** Pointing records **
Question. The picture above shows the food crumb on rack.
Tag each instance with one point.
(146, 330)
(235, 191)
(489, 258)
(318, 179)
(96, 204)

** Goal of the exercise **
Write out the listing above again, switching "rack" to "tray" and leaving everything else unchanged.

** Answer to this exercise **
Question. The picture above shows the food crumb on tray.
Tag each instance with one point.
(146, 330)
(235, 191)
(489, 258)
(318, 179)
(96, 204)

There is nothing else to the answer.